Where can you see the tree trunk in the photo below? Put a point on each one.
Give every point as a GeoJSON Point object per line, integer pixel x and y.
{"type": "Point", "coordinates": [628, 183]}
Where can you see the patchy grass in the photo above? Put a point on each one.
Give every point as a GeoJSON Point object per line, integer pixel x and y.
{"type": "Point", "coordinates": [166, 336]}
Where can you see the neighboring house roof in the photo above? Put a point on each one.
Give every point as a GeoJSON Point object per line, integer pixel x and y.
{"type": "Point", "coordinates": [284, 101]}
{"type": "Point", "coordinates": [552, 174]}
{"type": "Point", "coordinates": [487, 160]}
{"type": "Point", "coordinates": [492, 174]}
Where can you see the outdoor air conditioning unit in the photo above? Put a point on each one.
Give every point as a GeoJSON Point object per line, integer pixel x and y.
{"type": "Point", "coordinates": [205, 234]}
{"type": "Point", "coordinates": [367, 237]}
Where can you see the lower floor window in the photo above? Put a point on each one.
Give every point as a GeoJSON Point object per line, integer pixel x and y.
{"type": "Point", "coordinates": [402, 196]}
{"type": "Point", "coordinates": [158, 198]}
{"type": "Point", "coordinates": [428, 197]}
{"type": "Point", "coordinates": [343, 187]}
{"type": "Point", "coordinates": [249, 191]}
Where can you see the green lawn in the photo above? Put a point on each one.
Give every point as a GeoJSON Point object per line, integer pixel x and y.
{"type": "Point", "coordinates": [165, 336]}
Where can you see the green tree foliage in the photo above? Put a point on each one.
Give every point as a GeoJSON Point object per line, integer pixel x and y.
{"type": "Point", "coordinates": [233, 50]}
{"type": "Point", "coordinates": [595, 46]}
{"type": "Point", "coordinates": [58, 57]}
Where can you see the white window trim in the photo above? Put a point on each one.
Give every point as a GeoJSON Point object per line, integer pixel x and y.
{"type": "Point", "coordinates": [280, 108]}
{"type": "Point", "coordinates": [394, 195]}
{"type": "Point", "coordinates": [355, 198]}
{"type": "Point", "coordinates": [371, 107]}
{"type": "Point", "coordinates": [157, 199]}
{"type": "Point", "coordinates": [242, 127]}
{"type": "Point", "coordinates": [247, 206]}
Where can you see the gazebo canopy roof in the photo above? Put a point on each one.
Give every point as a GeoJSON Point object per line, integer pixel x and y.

******************************

> **ASSIGNMENT**
Using the listing above, reproduce each line without omission.

> **SOLVED EXERCISE**
Where can you see the tree trunk in the photo below? Put a point on each one.
Give every point as a GeoJSON Point object per line, integer pixel x and y.
{"type": "Point", "coordinates": [628, 183]}
Where can you see the patchy grass in the photo above? Put a point on each one.
Give every point as a GeoJSON Point object per line, integer pixel x and y.
{"type": "Point", "coordinates": [166, 336]}
Where can you see the neighboring house roof in the photo above? Put a point on each one.
Give every point as a GeoJSON Point object per line, integer pixel x and y.
{"type": "Point", "coordinates": [284, 101]}
{"type": "Point", "coordinates": [552, 174]}
{"type": "Point", "coordinates": [487, 160]}
{"type": "Point", "coordinates": [492, 174]}
Where can you see the outdoor air conditioning unit in the photo above? Put a point on each one.
Give every point as a GeoJSON Point object per line, integer pixel x and y.
{"type": "Point", "coordinates": [205, 234]}
{"type": "Point", "coordinates": [367, 237]}
Where can you see the lower floor window in the photo above? Put a point on each one.
Give every point as a GeoJSON Point object per line, integer pixel x and y.
{"type": "Point", "coordinates": [402, 196]}
{"type": "Point", "coordinates": [158, 198]}
{"type": "Point", "coordinates": [428, 197]}
{"type": "Point", "coordinates": [343, 187]}
{"type": "Point", "coordinates": [249, 191]}
Where can you see the green lawn in the photo above? Put a point on each one.
Give every point as a GeoJSON Point object per line, integer pixel x and y.
{"type": "Point", "coordinates": [165, 336]}
Where can you see the green tree foliage in the photo above? Put a point on each one.
Give every point as a GeoJSON Point object per line, integer pixel x and y.
{"type": "Point", "coordinates": [233, 50]}
{"type": "Point", "coordinates": [595, 46]}
{"type": "Point", "coordinates": [58, 57]}
Where can you see the white window trim in the photo above? Put a point on each one.
Give every point as a GeoJSON Point object per line, integer pixel x and y.
{"type": "Point", "coordinates": [280, 108]}
{"type": "Point", "coordinates": [394, 195]}
{"type": "Point", "coordinates": [355, 198]}
{"type": "Point", "coordinates": [371, 107]}
{"type": "Point", "coordinates": [157, 199]}
{"type": "Point", "coordinates": [242, 127]}
{"type": "Point", "coordinates": [247, 206]}
Where can you see the gazebo canopy roof in the photo above? Put a point on each one.
Give every point as a GeoJSON Point object per line, integer pixel x and y.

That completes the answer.